### Given passage:
━━━
As for meeting the others needs - we cant if they wont let us!!! There comes a point when you have to let go. ( I still have a hard time with this & think of him & miss the "old"him often. But like my friend said to me, "He's not thinking of me, so why should I think of him". Easier said than done. I too wish for reconsiliation when I really allow myself time to remember/think/feel all that I have lost. But me too for saying it would take alot of hard work and counseling. I begged my ex-H to go. He refused point blank fo reither joint or individual. I know that we could not go on the way it was, even if he wanted to. I cant go back to that. I have changed. I hope he is changing too (though much slower!). So often, I hear "take responsability" for your part in the failure of the marriage. I really feel NONE!! My problem was that I tried to fix problems the best I knew how & when the result wasnt what HE wanted - he blamed me. But God himself couldnt have fixed some of the problems!!
The only thing I will say is that we yelled & cursed wickedly (but always his initation). It was my defense mechanism. I would prefer now to walk away & discuss things calmly and rationally but he still throws a fit & yells & throws a tantrum with threats of withdrawal (and we're divorced!!). He would call me weekly, but got into it over my losing my job & when I said I wasnt goinh to argue, he walked off & hasnt called me since.

Why get married? I dont know anymore. In the old days it was mainly to have children, but nowadays anything goes. I would like to think that there is a special someone out there with whom I could spend the rest of my life with sharing their companionship & love & support. A you & me against the world attitude. But I thought I had that this last 10 yrs. Clearly, my H cared more about job, money etc than me. He was #1 above all else to me, but I guess he did not feel that way about me. I have my doubts that I will ever trust another person ever again!!
━━━
### Work to do:
- 1) For each statement, say whether it agrees with the divorce post, answering yes or no and quoting the deciding words from the post: (a) The writer feels no responsibility for the failure of the marriage. (b) The ex-husband still phones the writer every week. (c) The writer expects to trust another person again.
- 2) Transcribe the divorce post word for word, beginning at the words "Why get married?" and stopping after "person ever again!!".

### Data extract:
━━━
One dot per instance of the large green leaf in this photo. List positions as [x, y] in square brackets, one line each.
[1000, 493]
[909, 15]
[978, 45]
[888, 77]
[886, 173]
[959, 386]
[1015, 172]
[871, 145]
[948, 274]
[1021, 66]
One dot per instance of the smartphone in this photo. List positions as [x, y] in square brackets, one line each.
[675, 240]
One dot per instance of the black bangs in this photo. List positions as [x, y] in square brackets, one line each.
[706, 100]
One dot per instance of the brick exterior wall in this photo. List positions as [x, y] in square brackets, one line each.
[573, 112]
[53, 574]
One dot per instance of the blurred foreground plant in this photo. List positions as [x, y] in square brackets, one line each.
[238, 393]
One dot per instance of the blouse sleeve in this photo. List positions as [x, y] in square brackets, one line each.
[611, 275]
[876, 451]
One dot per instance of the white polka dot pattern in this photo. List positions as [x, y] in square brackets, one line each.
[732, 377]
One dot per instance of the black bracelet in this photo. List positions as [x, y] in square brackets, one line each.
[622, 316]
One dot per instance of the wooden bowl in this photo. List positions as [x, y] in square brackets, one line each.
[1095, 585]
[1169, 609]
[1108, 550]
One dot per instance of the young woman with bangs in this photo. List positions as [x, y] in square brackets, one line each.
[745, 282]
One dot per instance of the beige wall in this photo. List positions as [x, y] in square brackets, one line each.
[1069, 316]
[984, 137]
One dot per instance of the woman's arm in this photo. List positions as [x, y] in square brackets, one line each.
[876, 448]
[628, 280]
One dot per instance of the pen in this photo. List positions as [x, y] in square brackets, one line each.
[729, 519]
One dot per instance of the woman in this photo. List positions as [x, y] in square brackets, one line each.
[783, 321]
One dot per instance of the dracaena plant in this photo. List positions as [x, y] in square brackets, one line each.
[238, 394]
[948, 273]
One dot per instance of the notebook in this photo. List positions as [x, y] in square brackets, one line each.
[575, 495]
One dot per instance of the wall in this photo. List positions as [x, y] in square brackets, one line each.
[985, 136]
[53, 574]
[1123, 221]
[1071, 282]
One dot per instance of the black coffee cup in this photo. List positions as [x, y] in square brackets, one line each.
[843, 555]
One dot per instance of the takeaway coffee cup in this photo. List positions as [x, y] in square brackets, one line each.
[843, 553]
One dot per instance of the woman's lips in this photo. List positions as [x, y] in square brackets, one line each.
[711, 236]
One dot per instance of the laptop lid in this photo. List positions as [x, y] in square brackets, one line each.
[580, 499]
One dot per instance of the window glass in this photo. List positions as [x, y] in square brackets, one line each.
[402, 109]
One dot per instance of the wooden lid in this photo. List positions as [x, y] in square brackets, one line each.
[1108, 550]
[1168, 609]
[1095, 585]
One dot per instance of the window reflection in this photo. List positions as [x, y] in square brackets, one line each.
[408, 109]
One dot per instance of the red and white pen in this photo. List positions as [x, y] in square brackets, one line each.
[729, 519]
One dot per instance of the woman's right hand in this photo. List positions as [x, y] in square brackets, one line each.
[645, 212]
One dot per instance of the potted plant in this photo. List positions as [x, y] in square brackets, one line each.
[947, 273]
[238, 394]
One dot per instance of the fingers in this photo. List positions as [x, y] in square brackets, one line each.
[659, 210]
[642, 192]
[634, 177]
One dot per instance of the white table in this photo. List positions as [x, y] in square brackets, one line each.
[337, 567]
━━━
### Responses per task:
- 1)
(a) Yes: "I really feel NONE!!"
(b) No: "he walked off & hasnt called me since."
(c) No: "I have my doubts that I will ever trust another person ever again!!"

- 2)
Why get married? I dont know anymore. In the old days it was mainly to have children, but nowadays anything goes. I would like to think that there is a special someone out there with whom I could spend the rest of my life with sharing their companionship & love & support. A you & me against the world attitude. But I thought I had that this last 10 yrs. Clearly, my H cared more about job, money etc than me. He was #1 above all else to me, but I guess he did not feel that way about me. I have my doubts that I will ever trust another person ever again!!